**Excerpted text**
####

In Moscow, the Catholics of Polish origin alone might be 40,000, not including the Catholics from other origins and the members of the numerous embassies. In St. Petersburg, there are some 12,000 Catholics of Polish origin and many Lithuanians. In the area of the Volga, there are over 40,000 faithful of Polish, German, and Lithuanian origin who were deported there by Stalin. In Siberia, in the area of Novosibirsk, it seems that there are about 40,000 Catholics of German origin and just as many of Polish origin, and in Omsk, about 50,000 of German origin. In Kazakhstan, most of the Latin rite Catholics are Germans (about 500,000 Catholics) who were deported to the diocese of Tiraspol (already erected in 1848) where there also some 100, 000 Poles.

In the present state of things, it is still difficult to know the exact number of Catholics present in the territory of the Russian Federation. We can affirm, while being close to the truth, that presently the number of Catholics in the whole Russian Federation is somewhere around 1,300,000.[44]

Consequently, on April 13, 1991, the Holy See appointed three apostolic administrators in the territory of the former USSR. This appointment was interpreted by the Patriarchate of Moscow as an attempt at missionary action in territories in which the Orthodox Church traditionally has the majority. It accused the Holy See of establishing "ecclesiastic structures parallel" to the Orthodox structures in territories where they did not exist previously. This creation may have no other purpose than to set up the conditions for future proselytism.

####

**Rows**
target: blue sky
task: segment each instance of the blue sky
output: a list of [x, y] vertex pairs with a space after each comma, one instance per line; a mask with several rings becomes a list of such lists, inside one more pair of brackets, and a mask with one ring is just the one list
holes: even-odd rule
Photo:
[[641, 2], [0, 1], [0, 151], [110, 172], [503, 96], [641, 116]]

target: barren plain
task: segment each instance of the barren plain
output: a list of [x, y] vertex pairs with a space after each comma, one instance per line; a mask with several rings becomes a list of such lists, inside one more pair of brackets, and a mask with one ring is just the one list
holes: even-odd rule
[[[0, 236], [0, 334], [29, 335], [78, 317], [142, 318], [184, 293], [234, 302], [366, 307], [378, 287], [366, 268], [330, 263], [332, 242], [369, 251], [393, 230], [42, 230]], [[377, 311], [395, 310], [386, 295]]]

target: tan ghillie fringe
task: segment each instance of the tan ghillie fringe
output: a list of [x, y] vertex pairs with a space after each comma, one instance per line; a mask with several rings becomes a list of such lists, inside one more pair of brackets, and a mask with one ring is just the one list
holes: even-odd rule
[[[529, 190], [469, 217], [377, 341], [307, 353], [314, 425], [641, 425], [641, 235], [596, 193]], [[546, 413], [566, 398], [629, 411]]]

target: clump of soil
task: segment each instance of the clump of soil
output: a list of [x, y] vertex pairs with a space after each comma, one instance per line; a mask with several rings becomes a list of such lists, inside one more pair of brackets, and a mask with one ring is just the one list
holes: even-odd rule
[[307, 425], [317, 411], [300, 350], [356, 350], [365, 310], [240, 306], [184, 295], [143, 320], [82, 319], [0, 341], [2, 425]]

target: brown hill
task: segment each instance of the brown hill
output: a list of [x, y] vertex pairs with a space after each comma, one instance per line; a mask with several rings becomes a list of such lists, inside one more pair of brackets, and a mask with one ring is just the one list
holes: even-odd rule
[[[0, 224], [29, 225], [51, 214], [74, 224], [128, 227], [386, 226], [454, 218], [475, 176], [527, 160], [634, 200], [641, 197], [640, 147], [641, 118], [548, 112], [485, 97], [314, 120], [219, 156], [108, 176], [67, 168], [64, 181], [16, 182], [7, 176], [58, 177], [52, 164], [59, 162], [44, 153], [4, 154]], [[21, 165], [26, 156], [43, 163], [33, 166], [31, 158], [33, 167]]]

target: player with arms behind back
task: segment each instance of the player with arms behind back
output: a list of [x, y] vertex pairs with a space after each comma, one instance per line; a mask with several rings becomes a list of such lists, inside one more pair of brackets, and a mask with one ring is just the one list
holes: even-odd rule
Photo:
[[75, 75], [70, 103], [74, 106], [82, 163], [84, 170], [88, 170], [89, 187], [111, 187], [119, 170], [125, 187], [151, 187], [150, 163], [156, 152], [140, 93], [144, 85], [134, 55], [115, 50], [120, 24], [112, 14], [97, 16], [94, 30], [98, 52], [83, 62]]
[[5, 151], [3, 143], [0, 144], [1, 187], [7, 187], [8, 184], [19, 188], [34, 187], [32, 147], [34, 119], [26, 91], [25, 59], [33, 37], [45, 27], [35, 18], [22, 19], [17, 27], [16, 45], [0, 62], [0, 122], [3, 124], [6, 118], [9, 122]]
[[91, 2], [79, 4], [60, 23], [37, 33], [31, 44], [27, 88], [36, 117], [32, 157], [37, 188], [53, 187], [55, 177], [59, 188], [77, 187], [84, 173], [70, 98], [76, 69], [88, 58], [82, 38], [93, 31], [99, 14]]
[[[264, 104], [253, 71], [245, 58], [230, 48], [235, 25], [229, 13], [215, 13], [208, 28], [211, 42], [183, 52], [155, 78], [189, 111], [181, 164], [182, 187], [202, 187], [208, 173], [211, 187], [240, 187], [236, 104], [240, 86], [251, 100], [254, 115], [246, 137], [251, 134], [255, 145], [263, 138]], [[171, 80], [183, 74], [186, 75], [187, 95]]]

####

**Written task 1**
Using the passage on Catholics in Russia, decide whether each statement agrees with it, answering yes or no and quoting the words that settle it: (a) St. Petersburg has some 12,000 Catholics of Polish origin. (b) The exact number of Catholics in the Russian Federation is known. (c) The Holy See appointed three apostolic administrators on April 13, 1991.
**Written task 2**
Write out the passage on Catholics in Russia from "Consequently, on April" to "for future proselytism.", swapping "Holy See" for "Vatican" wherever it appears.

**Written answer 1**
(a) Yes: "In St. Petersburg, there are some 12,000 Catholics of Polish origin"
(b) No: "it is still difficult to know the exact number of Catholics present in the territory of the Russian Federation"
(c) Yes: "on April 13, 1991, the Holy See appointed three apostolic administrators"

**Written answer 2**
Consequently, on April 13, 1991, the Vatican appointed three apostolic administrators in the territory of the former USSR. This appointment was interpreted by the Patriarchate of Moscow as an attempt at missionary action in territories in which the Orthodox Church traditionally has the majority. It accused the Vatican of establishing "ecclesiastic structures parallel" to the Orthodox structures in territories where they did not exist previously. This creation may have no other purpose than to set up the conditions for future proselytism.